— Begin Data for this task —
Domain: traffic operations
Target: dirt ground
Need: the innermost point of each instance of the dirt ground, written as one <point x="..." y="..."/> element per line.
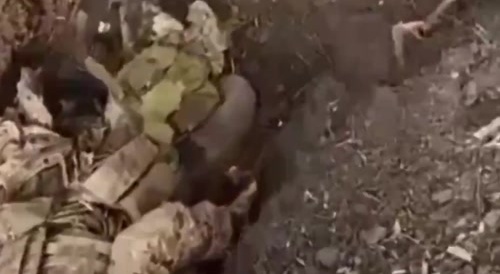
<point x="399" y="187"/>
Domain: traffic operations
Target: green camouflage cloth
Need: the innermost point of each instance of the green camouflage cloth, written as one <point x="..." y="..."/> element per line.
<point x="170" y="80"/>
<point x="115" y="219"/>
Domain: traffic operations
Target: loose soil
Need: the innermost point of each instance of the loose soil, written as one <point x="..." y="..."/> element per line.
<point x="377" y="172"/>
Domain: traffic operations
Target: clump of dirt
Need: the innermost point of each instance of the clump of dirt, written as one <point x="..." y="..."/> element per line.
<point x="401" y="187"/>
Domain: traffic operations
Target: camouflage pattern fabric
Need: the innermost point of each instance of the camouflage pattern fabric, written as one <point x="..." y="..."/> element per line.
<point x="116" y="220"/>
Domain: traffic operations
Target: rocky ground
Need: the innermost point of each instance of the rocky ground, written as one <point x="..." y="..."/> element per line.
<point x="403" y="187"/>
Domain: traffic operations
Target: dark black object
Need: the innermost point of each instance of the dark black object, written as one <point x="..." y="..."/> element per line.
<point x="75" y="98"/>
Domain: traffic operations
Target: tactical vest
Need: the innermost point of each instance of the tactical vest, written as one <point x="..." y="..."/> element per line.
<point x="74" y="234"/>
<point x="168" y="86"/>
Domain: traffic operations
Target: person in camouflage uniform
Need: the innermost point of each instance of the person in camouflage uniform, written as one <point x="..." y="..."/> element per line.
<point x="65" y="211"/>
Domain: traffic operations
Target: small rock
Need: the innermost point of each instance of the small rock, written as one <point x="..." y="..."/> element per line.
<point x="443" y="196"/>
<point x="471" y="93"/>
<point x="459" y="253"/>
<point x="491" y="219"/>
<point x="327" y="257"/>
<point x="483" y="269"/>
<point x="374" y="235"/>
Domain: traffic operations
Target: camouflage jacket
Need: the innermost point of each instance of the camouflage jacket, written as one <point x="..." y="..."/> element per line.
<point x="113" y="221"/>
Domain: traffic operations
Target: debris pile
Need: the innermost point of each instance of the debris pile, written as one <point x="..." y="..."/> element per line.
<point x="101" y="199"/>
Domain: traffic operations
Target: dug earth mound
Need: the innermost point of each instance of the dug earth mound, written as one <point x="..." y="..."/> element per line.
<point x="404" y="183"/>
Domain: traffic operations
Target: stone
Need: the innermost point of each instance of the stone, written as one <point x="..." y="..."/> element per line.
<point x="327" y="257"/>
<point x="374" y="235"/>
<point x="442" y="196"/>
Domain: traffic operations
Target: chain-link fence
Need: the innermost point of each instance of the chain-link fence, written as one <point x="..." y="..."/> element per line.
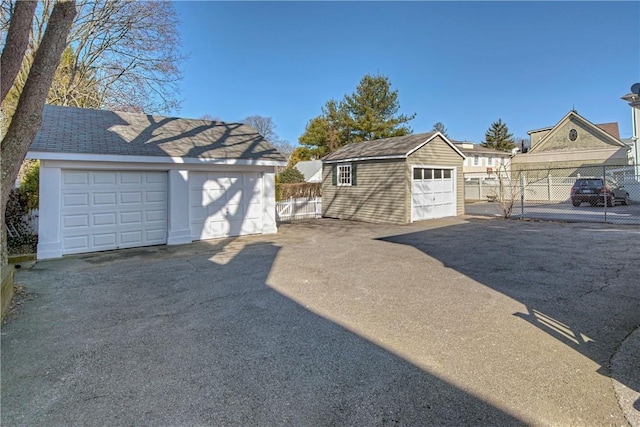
<point x="601" y="193"/>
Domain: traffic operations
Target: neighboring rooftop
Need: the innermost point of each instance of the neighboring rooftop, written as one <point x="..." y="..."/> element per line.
<point x="87" y="131"/>
<point x="611" y="128"/>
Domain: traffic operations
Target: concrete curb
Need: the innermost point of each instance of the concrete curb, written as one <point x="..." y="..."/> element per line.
<point x="625" y="364"/>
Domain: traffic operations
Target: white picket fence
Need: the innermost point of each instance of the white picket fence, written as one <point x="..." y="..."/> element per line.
<point x="302" y="208"/>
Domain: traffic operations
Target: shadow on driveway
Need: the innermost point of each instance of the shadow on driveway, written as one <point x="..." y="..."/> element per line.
<point x="580" y="285"/>
<point x="175" y="337"/>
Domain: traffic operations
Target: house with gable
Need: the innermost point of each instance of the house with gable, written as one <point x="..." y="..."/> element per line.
<point x="574" y="143"/>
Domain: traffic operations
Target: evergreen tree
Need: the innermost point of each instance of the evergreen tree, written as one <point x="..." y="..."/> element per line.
<point x="439" y="127"/>
<point x="498" y="137"/>
<point x="371" y="112"/>
<point x="290" y="175"/>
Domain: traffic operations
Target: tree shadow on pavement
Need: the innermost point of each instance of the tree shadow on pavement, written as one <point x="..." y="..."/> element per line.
<point x="578" y="283"/>
<point x="160" y="338"/>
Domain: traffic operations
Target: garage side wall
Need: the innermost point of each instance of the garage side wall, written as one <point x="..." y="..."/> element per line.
<point x="437" y="153"/>
<point x="378" y="196"/>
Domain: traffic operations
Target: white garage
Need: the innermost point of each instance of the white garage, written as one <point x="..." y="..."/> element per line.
<point x="225" y="204"/>
<point x="395" y="180"/>
<point x="111" y="180"/>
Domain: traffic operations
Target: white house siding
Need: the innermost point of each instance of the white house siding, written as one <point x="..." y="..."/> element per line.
<point x="437" y="153"/>
<point x="177" y="228"/>
<point x="378" y="195"/>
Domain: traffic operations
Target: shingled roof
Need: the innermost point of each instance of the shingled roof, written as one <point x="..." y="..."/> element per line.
<point x="387" y="148"/>
<point x="87" y="131"/>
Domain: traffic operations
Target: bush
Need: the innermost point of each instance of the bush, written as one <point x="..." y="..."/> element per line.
<point x="20" y="236"/>
<point x="298" y="190"/>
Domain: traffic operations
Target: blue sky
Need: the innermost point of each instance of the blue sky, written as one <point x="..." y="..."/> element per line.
<point x="465" y="64"/>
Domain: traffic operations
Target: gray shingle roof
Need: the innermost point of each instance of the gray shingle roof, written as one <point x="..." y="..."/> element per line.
<point x="86" y="131"/>
<point x="396" y="147"/>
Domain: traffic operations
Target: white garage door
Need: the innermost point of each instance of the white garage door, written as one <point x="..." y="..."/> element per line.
<point x="111" y="209"/>
<point x="225" y="204"/>
<point x="432" y="193"/>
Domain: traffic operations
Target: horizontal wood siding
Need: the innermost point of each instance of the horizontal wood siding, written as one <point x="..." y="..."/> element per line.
<point x="436" y="153"/>
<point x="379" y="196"/>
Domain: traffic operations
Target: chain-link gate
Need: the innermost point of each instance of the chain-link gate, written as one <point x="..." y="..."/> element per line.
<point x="601" y="193"/>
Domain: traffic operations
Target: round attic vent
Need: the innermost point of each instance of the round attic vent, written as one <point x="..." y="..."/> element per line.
<point x="573" y="134"/>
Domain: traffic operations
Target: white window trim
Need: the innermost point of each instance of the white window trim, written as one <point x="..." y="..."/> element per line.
<point x="339" y="175"/>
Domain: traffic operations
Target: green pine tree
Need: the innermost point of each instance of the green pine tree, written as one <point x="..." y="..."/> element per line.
<point x="371" y="112"/>
<point x="498" y="137"/>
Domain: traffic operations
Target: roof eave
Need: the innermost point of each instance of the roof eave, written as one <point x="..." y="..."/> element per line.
<point x="119" y="158"/>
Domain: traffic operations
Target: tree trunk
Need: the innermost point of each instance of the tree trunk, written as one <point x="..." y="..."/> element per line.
<point x="28" y="115"/>
<point x="16" y="44"/>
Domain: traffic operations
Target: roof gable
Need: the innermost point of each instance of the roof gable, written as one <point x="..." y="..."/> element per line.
<point x="68" y="130"/>
<point x="398" y="147"/>
<point x="589" y="136"/>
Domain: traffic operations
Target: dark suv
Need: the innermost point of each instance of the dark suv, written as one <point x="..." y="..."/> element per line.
<point x="594" y="191"/>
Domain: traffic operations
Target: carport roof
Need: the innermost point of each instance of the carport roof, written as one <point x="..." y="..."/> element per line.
<point x="388" y="148"/>
<point x="81" y="131"/>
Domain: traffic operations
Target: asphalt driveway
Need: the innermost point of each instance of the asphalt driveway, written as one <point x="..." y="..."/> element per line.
<point x="462" y="321"/>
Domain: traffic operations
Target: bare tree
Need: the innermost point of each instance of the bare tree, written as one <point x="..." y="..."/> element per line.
<point x="124" y="55"/>
<point x="16" y="45"/>
<point x="28" y="114"/>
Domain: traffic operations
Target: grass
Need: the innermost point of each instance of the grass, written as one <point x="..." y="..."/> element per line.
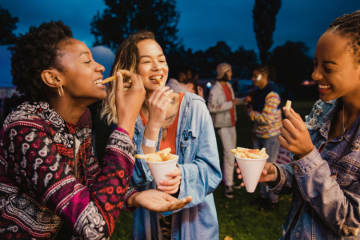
<point x="237" y="218"/>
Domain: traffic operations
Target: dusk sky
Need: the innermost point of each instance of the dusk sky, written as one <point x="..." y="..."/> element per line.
<point x="202" y="22"/>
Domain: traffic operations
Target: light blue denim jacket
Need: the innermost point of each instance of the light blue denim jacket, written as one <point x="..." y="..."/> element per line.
<point x="201" y="174"/>
<point x="331" y="207"/>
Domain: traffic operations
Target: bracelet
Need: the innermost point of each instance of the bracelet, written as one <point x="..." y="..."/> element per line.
<point x="148" y="142"/>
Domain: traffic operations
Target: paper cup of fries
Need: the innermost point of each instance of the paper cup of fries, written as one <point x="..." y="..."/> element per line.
<point x="251" y="162"/>
<point x="160" y="163"/>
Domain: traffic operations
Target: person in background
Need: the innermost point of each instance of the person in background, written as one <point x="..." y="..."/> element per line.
<point x="323" y="177"/>
<point x="51" y="185"/>
<point x="221" y="105"/>
<point x="182" y="122"/>
<point x="266" y="115"/>
<point x="187" y="85"/>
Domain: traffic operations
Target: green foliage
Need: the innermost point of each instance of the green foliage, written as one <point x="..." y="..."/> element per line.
<point x="204" y="62"/>
<point x="292" y="63"/>
<point x="7" y="26"/>
<point x="125" y="17"/>
<point x="264" y="15"/>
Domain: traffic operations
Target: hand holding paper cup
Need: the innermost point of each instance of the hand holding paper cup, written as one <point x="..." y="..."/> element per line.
<point x="160" y="163"/>
<point x="251" y="162"/>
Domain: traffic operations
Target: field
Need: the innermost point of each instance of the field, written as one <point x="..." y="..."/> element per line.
<point x="236" y="217"/>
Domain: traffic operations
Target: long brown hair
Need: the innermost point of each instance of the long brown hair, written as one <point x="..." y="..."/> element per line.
<point x="126" y="57"/>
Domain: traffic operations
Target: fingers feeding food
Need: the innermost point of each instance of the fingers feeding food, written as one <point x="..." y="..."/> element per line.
<point x="288" y="105"/>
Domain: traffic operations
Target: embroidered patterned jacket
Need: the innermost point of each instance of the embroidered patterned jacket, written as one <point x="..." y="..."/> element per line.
<point x="38" y="184"/>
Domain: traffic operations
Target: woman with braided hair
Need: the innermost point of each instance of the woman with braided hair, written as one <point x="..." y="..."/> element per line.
<point x="325" y="169"/>
<point x="48" y="172"/>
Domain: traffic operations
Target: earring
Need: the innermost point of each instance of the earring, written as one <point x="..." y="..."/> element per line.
<point x="61" y="93"/>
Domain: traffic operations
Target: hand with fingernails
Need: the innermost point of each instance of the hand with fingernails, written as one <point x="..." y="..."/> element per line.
<point x="134" y="97"/>
<point x="172" y="185"/>
<point x="295" y="136"/>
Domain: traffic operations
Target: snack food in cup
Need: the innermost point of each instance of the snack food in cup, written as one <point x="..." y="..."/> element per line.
<point x="251" y="162"/>
<point x="160" y="163"/>
<point x="288" y="105"/>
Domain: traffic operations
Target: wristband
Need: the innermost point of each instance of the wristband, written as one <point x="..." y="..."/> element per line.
<point x="148" y="142"/>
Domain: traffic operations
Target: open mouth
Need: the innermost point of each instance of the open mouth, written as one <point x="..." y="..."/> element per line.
<point x="324" y="86"/>
<point x="158" y="79"/>
<point x="98" y="82"/>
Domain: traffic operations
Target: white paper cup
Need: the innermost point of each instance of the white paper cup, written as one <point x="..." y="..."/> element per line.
<point x="159" y="169"/>
<point x="251" y="171"/>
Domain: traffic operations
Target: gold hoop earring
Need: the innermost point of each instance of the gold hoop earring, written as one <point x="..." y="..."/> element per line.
<point x="62" y="91"/>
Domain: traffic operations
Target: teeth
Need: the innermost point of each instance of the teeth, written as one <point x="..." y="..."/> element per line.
<point x="323" y="86"/>
<point x="97" y="82"/>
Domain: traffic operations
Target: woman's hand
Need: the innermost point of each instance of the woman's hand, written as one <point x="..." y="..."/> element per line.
<point x="157" y="201"/>
<point x="171" y="186"/>
<point x="134" y="97"/>
<point x="294" y="135"/>
<point x="158" y="102"/>
<point x="267" y="174"/>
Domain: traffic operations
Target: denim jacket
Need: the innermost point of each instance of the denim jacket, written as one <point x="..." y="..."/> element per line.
<point x="200" y="171"/>
<point x="331" y="204"/>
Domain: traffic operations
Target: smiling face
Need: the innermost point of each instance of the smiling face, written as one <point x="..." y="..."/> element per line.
<point x="229" y="73"/>
<point x="259" y="79"/>
<point x="80" y="71"/>
<point x="335" y="70"/>
<point x="152" y="64"/>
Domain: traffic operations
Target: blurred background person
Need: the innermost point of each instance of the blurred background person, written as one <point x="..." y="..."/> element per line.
<point x="266" y="115"/>
<point x="221" y="104"/>
<point x="187" y="85"/>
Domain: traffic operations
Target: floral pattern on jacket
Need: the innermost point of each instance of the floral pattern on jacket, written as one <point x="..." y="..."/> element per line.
<point x="326" y="192"/>
<point x="41" y="183"/>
— End Data for this task —
• _Your goal_
Extract every line of the dataset items above that contains the word "braided", matching case exactly.

• _Answer_
Target: woman with braided hair
Need: the innermost point of each instance of the woman with braided hair, written as one <point x="..." y="..."/> element per line.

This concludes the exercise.